# [EXERCISE TEXT]
Carmel Outdoor Dining (copy)

Covid-19 has made many weary after dragging on for more than a year and a half, and that was nowhere more true on Tuesday night during the Carmel City Council meeting. Councilmembers signaled they had had enough, not just of Covid, but also the acrimony over one of the most quintessential symbols of pandemic life: outdoor dining parklets.

Despite being popular among diners, some Carmelites have not been keen on parklets, claiming they don't rise up to Carmel's revered "village character" and eat up too many parking spaces, among other issues. 

The council had originally planned to see parklets dismantled immediately after July 31. When restaurant owners complained, councilmembers agreed to an extension until Sept. 12. That was pre-delta variant.

By September, with delta circulating, owners pushed for an extension to November, claiming their customers were mostly asking to eat outdoors. The council voted 3-2 to allow them to stay until Oct. 12, with an option to extend another 30 days.

The move resulted in three months in a row of caustic debate in council meetings, as restaurant owners kept coming back asking for yet another extension. The council remained split each time, with Mayor Dave Potter and councilmembers Carrie Theis and Bobby Richards voting yes, and Karen Ferlito and Jeff Baron voting no.

# [TASKS TO CARRY OUT]
(1) In the article on Carmel's outdoor dining parklets, until what date did councilmembers first agree to extend the parklets after restaurant owners complained?
(2) List every member of the Carmel City Council named in the article on outdoor dining parklets.

# [DATA]
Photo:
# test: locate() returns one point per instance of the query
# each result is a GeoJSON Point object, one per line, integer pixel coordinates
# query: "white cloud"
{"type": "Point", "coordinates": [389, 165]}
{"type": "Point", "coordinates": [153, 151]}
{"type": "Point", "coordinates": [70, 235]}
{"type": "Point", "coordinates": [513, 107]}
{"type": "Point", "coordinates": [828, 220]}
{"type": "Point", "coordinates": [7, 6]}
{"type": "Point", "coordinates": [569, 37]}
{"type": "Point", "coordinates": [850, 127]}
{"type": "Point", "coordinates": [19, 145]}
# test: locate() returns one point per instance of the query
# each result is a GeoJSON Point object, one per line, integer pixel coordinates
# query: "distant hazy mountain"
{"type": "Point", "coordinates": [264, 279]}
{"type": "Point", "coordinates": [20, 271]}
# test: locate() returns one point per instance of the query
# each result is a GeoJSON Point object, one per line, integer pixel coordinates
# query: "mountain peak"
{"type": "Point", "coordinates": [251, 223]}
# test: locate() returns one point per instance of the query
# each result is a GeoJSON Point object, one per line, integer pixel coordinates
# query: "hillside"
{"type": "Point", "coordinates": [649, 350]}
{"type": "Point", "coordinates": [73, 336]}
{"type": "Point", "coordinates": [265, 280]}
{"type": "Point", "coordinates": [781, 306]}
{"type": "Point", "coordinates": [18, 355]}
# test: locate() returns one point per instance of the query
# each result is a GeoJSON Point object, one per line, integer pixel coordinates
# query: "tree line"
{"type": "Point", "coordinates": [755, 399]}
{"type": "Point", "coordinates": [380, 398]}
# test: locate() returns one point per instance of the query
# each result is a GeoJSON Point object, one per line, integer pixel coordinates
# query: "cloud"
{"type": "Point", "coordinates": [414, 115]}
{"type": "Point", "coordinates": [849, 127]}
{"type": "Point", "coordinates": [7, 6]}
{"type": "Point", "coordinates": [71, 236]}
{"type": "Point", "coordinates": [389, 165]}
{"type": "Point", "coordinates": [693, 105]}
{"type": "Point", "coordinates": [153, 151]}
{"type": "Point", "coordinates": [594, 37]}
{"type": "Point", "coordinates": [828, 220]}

# [ANSWERS PROVIDED]
(1) Sept. 12

(2) Dave Potter, Carrie Theis, Bobby Richards, Karen Ferlito, Jeff Baron